*** Begin section ***

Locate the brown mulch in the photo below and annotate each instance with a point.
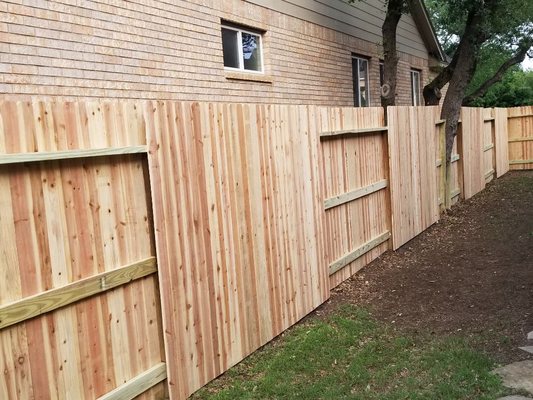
(471, 274)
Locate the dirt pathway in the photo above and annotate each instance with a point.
(470, 274)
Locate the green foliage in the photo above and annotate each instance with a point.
(350, 356)
(516, 89)
(504, 22)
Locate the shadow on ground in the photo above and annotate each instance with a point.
(470, 274)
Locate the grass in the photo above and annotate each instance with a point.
(351, 356)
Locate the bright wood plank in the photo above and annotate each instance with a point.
(32, 306)
(138, 385)
(355, 194)
(360, 251)
(18, 158)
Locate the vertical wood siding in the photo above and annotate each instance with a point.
(413, 139)
(350, 162)
(238, 219)
(61, 222)
(258, 210)
(520, 137)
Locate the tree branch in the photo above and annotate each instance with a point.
(517, 58)
(395, 9)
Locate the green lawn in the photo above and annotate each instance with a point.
(351, 356)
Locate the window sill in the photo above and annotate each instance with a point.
(243, 76)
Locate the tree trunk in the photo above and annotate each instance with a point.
(463, 71)
(390, 60)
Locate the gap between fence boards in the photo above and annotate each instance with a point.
(17, 158)
(354, 131)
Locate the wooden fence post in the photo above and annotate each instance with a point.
(444, 169)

*** End section ***

Omit the pictures and restate the rest of the records verbatim.

Locate the brown mulch in the photo below and annotate each instance with a point.
(471, 274)
Locate the dirt pathway in the photo above and annotate each instance with a point.
(470, 274)
Locate the green foliage in the photo above and annotate each instance with a point.
(350, 356)
(516, 89)
(504, 22)
Locate the shadow on ground in the photo above and annotate each instance with a point.
(470, 274)
Locate the grass in the photo above and annotate each instance with a point.
(351, 356)
Locate the bright wood plank in the photo above and annotate each instance with a point.
(32, 306)
(138, 385)
(355, 194)
(360, 251)
(18, 158)
Locate the vertical wood siding in the photo above and annotate each instance with a point.
(413, 139)
(350, 162)
(238, 219)
(61, 222)
(258, 210)
(520, 137)
Locate the tree branch in the photo above and annotate each instance with a point.
(517, 58)
(395, 9)
Locate the green lawn in the photo above and annotate each instance with a point.
(351, 356)
Locate the window sill in the photo above and annotate each instance with a point.
(243, 76)
Locate the tree trunk in the photo above and annotate each instance with a point.
(463, 71)
(390, 60)
Locate the gap between fence boards in the photo above and annotate each instance with a point.
(17, 158)
(354, 131)
Locate the wooden fence post in the photo above and annotate each instance with a point.
(444, 169)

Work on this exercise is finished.